◆ İncelenen metin
# # # # #
Yunanlı kadının kötü olduğuna o derece inanmıştı ki, erkek erkeğe beraberlik ve homoseksüellik alıp yürüdü. Profesör Dr. Salih Akdemir bu konuda şunları yazıyor: "Günümüz sapıklarının el kitabı durumunda olan "Ziyafet" adlı eser ünlü filozof Eflatun'a aittir."
...
Hristiyanlıkta da kadın; kötülüğü, şeytana uymayı, ayartıcılığı temsil etmekte... Karı koca beraberliği bile günahların en büyüğü. Aziz Augustin'e göre, bir adamın karısı ile bir fahişe arasında fark yok...
Meşhur İlahiyatçı İskenderiyeli Climent bu mevzuda edilecek lafların en berbatını söylemiş, şöyle diyor: "Kadın, kadın olmaktan ötürü utanmalıdır..."
İlerici kadınlar, nerdesiniz?
# # # # #
◆ Görev listesi
1/ Metinde adı geçen kişiler kimlerdir? Hepsini sıralayın.
2/ Metinde "Yunanlı kadının kötü" ile "arasında fark yok..." arasındaki bölümü, bu iki ifade de dahil olmak üzere, hiç değiştirmeden geri verir misiniz?
Bu satırlar başka bir kaynaktan alınmıştır.

◆ Veri kümesi içeriği
# # # # #
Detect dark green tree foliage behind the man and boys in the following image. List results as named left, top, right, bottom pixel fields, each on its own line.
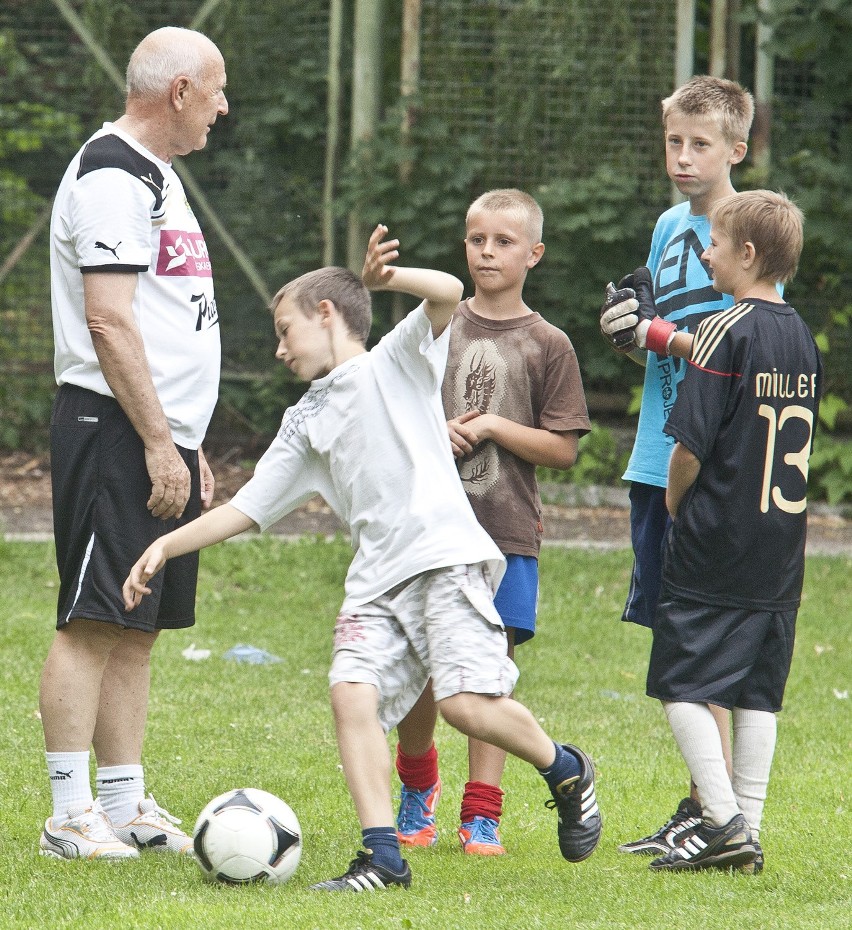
# # # # #
◆ Görev çözümleri
1/ Profesör Dr. Salih Akdemir, Eflatun, Aziz Augustin, İskenderiyeli Climent

2/
Yunanlı kadının kötü olduğuna o derece inanmıştı ki, erkek erkeğe beraberlik ve homoseksüellik alıp yürüdü. Profesör Dr. Salih Akdemir bu konuda şunları yazıyor: "Günümüz sapıklarının el kitabı durumunda olan "Ziyafet" adlı eser ünlü filozof Eflatun'a aittir."
...
Hristiyanlıkta da kadın; kötülüğü, şeytana uymayı, ayartıcılığı temsil etmekte... Karı koca beraberliği bile günahların en büyüğü. Aziz Augustin'e göre, bir adamın karısı ile bir fahişe arasında fark yok...